Tâches à faire:
**a.** D'après le texte sur l'amitié franco-afghane, qui a négocié une première convention archéologique avec le roi Âmânoullah ?
**b.** Modifiez le passage du texte sur l'amitié franco-afghane qui commence à "2 - En 1965, le" et se termine à "coup d'état communiste.", en remplaçant "visite officielle" par "visite d'État".

90 ANS D'AMITIE FRANCO AFGHANE 1


 Le roi Âmânoullah

 Création le 12 juin 2013

"C'est par la culture que le mouvement dans les relations franco-afghanes a commencé, car tout procède de l'Esprit" (Charles de Gaulle, Président de la République, 1965)

Le Centre d'Études et de Recherches sur l'Afghanistan (CEREDAF) organise tous les deux ans un colloque sur un aspect particulier de l'histoire, de la culture ou de la société afghanes. Le thème choisi pour 2012 se proposait d'évoquer quatre-vingt-dix ans de relations entre la France et l'Afghanistan. Ces années peuvent se diviser en quatre périodes : la coopération dans l'enseignement secondaire et l'archéologie, l' "âge d'or" démocratique, la décade douloureuse où seules œuvraient en Afghanistan les associations d'aide humanitaire, désignées sous le nom génériques de "French Doctors", et enfin la période actuelle, avec son cortège d'interrogations et d'incertitudes.

1 - Le 8 mai 1919, l'Afghanistan recouvrait sa souveraineté. Moins de deux ans plus tard, Alfred Foucher, ancien directeur de l'École française d'Extrême-Orient, négociait avec le roi Âmânoullah une première convention archéologique. Les membres de la famille du roi Nader Châh proclamé roi en 1929 ont presque tous vécu ou étudié en France …

2 - En 1965, le roi Mohammed Zâher Châh effectue une visite officielle en France. À sa demande, le Général de Gaulle s'engage à faire entièrement reconstruire le lycée Esteqlâl … En 1973, un coup d'État met fin à la monarchie … En 1978, c'est le coup d'état communiste.

3 - Le temps des "French Doctors" : l'action des différentes organisations est facilitée par tout un réseau d'Afghans francophones réfugiés en France. Après le départ des Soviétiques, l'Afghanistan est exsangue, et subit l'influence des Tâlebân. L'assassinat d'Ahmad Châh Massoud, et quelques jours après les attentats du 11 septembre 2001 déclenchent l'opération "Enduring Freedom" …

4 - Le traité d'amitié franco-afghan, signé le 27 janvier 2012, va-t-il prolonger une coopération presque séculaire, voire ouvrir de nouvelles perspectives ? … Cette perspective est commentée par son Excellence Assad Omer, Ambassadeur de la République Islamique d'Afghanistan, qui fait l'apologie de l'Afghanistan "nouveau", en comptant sur ses partenaires français pour maintenir cet élan pour la consolidation de la paix, de la stabilité et de la prospérité.

Données affichées:
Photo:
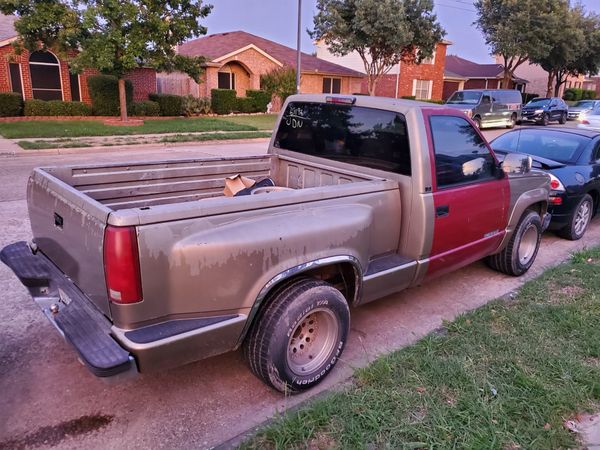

Exercice corrigé:
**a.** Alfred Foucher, ancien directeur de l'École française d'Extrême-Orient.

**b.**
2 - En 1965, le roi Mohammed Zâher Châh effectue une visite d'État en France. À sa demande, le Général de Gaulle s'engage à faire entièrement reconstruire le lycée Esteqlâl … En 1973, un coup d'État met fin à la monarchie … En 1978, c'est le coup d'état communiste.